WRITTEN TASK » In the material below, replace "upper story window" with "second-floor window" and leave everything else as it is.
------------------------------------------------
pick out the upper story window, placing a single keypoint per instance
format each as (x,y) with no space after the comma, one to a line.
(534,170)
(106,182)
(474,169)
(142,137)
------------------------------------------------
WORKED ANSWER »
pick out the second-floor window, placing a single keypoint per instance
format each as (x,y) with no space after the comma, one to a line.
(534,170)
(106,182)
(474,169)
(142,137)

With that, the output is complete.